*Input for this task*
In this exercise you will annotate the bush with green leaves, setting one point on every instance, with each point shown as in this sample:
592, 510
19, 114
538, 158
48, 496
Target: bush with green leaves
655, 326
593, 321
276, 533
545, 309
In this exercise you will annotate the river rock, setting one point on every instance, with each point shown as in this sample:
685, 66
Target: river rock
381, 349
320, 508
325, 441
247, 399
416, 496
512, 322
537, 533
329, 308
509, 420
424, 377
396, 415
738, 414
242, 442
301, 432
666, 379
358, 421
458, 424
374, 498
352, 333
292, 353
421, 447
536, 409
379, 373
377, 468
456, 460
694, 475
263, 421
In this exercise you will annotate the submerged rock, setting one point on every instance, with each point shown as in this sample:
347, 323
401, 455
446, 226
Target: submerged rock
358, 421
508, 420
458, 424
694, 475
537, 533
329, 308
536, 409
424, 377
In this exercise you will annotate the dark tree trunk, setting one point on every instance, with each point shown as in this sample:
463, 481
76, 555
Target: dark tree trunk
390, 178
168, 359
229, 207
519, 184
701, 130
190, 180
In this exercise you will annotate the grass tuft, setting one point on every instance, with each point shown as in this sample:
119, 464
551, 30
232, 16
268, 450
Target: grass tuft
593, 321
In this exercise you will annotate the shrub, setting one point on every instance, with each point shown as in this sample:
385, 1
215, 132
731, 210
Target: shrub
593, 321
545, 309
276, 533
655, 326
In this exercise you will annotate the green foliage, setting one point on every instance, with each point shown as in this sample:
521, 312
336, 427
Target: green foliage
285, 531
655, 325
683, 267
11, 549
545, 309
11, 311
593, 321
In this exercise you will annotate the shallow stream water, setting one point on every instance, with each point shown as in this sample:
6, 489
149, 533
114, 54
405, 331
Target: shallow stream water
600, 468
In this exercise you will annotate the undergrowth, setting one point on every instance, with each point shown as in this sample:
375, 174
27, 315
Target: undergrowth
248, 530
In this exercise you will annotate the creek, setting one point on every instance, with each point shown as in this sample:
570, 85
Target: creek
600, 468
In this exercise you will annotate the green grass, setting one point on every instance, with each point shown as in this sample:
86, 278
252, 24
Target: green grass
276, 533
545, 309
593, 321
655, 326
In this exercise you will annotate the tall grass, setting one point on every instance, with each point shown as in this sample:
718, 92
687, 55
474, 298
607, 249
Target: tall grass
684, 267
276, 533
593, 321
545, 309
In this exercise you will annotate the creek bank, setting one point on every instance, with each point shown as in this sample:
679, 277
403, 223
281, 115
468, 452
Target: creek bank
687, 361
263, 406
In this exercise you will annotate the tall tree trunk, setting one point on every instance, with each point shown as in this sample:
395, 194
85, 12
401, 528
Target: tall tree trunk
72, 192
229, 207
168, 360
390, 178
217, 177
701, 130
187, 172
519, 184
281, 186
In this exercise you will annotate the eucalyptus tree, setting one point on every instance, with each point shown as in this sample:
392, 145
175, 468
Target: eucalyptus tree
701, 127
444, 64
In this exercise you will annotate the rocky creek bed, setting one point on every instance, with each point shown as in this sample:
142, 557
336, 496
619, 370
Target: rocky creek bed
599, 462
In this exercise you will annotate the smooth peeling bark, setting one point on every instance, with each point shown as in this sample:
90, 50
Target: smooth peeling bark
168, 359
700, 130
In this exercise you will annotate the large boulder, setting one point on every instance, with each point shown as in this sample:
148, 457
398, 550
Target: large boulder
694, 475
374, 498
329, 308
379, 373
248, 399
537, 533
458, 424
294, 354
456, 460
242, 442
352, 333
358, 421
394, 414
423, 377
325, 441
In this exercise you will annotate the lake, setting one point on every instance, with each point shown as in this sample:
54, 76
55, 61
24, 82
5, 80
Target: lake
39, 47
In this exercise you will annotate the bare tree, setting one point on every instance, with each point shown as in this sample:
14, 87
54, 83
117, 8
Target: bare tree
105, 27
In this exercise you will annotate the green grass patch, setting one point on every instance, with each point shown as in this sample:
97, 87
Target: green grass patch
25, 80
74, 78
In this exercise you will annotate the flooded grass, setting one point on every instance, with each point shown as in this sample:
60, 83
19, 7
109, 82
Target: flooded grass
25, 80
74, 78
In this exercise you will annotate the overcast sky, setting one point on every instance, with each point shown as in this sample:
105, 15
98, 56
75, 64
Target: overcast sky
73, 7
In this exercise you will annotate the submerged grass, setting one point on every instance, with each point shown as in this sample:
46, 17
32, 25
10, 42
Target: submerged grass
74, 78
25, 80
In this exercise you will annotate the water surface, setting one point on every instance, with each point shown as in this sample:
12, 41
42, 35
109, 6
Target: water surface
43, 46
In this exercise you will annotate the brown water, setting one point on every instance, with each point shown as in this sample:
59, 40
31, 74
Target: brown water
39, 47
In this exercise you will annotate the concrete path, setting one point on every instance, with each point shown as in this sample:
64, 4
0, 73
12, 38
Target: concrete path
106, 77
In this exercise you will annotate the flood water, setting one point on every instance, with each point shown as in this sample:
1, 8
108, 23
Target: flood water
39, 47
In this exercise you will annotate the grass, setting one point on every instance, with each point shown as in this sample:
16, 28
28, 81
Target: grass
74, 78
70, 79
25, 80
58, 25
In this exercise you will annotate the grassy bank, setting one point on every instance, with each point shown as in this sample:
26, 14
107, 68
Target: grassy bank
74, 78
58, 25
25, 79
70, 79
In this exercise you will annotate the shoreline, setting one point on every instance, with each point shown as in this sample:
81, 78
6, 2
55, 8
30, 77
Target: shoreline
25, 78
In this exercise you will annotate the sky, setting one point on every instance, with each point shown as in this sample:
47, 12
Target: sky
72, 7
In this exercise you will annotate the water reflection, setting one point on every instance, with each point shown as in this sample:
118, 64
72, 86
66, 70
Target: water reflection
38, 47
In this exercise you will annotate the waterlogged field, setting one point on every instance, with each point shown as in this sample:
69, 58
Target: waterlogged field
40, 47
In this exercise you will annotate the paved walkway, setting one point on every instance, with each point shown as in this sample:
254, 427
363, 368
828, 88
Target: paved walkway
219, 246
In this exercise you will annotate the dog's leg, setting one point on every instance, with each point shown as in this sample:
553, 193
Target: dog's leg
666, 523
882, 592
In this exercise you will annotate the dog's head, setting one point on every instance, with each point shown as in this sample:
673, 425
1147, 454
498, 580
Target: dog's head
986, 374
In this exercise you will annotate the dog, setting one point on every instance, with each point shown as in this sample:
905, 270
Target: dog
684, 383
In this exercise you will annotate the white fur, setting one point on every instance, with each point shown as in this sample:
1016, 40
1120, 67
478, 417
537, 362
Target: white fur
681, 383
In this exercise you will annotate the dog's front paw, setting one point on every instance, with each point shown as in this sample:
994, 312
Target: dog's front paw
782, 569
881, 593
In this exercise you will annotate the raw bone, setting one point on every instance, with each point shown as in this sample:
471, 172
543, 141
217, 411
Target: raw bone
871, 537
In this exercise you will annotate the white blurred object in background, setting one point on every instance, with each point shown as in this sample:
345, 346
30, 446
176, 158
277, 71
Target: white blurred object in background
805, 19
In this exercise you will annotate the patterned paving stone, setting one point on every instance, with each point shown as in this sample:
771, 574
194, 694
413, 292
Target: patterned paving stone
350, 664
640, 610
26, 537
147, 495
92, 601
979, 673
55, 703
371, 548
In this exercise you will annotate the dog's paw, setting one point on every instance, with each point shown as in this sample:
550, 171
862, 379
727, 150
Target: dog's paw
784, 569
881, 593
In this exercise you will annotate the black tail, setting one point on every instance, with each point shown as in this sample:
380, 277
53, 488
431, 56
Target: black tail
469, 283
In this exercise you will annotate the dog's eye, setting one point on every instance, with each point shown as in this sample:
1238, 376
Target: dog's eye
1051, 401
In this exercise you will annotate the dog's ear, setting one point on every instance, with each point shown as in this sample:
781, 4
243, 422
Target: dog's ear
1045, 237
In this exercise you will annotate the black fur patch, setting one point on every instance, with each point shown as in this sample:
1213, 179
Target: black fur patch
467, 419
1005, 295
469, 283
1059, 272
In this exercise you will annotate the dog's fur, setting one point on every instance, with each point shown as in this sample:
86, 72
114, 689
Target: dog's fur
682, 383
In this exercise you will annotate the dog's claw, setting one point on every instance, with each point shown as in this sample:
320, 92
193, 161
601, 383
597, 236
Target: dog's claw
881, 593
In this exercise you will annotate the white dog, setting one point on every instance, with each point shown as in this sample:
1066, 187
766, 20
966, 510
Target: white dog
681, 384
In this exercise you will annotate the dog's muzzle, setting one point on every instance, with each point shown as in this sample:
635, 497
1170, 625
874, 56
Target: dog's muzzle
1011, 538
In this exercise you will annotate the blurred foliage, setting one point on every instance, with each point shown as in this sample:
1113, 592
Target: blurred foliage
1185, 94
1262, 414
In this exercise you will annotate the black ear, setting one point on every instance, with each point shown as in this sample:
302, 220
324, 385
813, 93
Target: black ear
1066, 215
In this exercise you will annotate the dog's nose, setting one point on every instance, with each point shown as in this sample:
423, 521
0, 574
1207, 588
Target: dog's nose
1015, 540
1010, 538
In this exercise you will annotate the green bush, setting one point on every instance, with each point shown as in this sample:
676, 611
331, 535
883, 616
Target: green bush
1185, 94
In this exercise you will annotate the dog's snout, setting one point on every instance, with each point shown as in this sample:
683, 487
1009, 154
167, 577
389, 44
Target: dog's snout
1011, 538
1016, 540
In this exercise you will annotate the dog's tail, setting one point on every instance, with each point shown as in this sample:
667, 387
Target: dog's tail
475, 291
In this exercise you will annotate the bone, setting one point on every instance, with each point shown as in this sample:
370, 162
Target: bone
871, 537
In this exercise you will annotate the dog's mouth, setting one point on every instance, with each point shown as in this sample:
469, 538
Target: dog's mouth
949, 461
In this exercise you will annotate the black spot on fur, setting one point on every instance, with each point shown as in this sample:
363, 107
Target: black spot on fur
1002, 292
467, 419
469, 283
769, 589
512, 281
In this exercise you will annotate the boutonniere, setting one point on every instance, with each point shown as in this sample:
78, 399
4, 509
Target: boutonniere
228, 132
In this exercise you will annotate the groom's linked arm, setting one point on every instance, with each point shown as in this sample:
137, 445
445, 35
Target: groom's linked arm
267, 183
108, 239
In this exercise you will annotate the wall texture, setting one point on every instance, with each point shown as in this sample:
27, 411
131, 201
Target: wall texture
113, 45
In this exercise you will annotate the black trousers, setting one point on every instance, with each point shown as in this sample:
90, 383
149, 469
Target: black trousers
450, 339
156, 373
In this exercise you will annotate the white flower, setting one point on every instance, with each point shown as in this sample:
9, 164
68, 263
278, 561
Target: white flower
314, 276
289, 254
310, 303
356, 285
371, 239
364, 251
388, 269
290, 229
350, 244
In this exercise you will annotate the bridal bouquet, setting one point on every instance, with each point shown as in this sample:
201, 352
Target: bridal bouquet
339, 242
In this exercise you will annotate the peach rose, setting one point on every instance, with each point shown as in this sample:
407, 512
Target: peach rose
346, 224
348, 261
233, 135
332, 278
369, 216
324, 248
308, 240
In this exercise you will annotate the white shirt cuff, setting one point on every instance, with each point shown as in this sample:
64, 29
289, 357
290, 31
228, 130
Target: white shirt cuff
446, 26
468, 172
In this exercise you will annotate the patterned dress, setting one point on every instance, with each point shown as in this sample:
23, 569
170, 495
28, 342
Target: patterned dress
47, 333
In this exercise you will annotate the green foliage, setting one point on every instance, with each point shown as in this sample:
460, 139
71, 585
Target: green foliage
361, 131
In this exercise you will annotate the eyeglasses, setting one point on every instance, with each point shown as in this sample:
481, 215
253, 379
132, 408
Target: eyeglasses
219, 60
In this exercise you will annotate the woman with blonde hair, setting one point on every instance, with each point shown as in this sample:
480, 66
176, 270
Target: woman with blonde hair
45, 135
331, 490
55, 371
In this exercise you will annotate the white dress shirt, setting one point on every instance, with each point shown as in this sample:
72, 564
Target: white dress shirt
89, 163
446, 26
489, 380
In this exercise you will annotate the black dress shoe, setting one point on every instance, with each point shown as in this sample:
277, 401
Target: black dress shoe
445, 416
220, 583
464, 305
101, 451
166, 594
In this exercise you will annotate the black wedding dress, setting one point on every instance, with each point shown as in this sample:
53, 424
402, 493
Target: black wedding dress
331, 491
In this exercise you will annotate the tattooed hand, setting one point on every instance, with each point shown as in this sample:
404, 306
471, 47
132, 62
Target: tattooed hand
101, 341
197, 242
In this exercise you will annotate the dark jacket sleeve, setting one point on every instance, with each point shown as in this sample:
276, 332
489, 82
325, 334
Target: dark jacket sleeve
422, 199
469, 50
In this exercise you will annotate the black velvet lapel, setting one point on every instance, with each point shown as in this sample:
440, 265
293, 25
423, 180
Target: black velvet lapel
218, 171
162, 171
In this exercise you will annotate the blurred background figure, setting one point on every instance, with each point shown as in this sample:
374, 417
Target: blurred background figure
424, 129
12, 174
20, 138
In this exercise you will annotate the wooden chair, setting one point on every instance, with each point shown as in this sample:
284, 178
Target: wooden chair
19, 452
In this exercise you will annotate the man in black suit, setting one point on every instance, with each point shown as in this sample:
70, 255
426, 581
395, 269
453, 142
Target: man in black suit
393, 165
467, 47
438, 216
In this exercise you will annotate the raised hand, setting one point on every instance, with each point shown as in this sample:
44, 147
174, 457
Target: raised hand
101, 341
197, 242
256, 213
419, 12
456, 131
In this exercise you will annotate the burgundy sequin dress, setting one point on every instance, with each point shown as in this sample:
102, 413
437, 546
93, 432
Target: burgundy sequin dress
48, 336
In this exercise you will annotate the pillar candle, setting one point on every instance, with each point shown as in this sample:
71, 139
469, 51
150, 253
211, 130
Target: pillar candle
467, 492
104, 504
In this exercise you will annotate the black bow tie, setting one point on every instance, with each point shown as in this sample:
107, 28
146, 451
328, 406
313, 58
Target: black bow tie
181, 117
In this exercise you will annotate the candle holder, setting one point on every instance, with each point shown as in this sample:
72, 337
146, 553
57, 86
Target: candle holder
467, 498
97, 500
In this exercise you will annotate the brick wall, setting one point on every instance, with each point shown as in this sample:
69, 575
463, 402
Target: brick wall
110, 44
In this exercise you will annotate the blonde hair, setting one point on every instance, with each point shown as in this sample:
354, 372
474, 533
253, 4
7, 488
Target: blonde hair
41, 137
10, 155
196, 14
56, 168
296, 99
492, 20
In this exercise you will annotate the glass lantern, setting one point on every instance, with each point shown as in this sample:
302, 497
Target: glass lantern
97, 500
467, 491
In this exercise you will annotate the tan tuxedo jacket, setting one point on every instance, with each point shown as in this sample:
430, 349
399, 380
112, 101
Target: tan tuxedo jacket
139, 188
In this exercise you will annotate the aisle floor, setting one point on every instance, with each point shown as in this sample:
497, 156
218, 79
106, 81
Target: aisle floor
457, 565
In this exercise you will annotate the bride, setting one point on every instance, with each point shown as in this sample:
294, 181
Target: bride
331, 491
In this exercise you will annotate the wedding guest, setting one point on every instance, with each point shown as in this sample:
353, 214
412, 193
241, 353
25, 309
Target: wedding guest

*Work required*
Starting at the line that contains "In this exercise you will annotate the candle" and ending at the last line of the listing, write out every line again, shifting each answer coordinate up by 47 and leaving all other lines as they are.

*Reply*
In this exercise you will annotate the candle holder, setting one point on every instance, with each point shown as in this sample:
72, 337
146, 553
57, 86
Target: candle holder
514, 545
144, 547
In this exercise you will annotate the brick wall, setting one point on every instance, with each point shown as in this sample:
69, 575
463, 402
Target: brick wall
157, 91
In this exercise you will annotate the blonde hair, setting one point on every instance, with each point shown as in this sample:
354, 372
474, 533
253, 4
7, 488
Target: blonde hair
88, 184
57, 202
243, 61
103, 215
343, 146
539, 67
In this exercise you will annotate the glass lantern, setting one point on every instance, with each point shown as in this sample:
302, 497
Target: glass lantern
144, 547
514, 538
In this exercise you will annotate the tan tuxedo jacket, setting one point on every instance, with each point shown as in this sample:
430, 349
399, 380
112, 101
Target: tan tuxedo jacket
186, 235
In this exercise you will annotate the aisle floor, setting one point on every instance, with each point shown as in this sample:
497, 156
218, 79
106, 81
Target: aisle floor
504, 612
In this exercise you will annotate the bride, setting one point on every instance, with each point shown as in this sample:
294, 181
Target: bride
378, 538
In this exercise you will annotate the wedding guest, setting one point on every instance, with each point shown as in this sample:
353, 214
412, 193
241, 353
25, 309
Target: wedding guest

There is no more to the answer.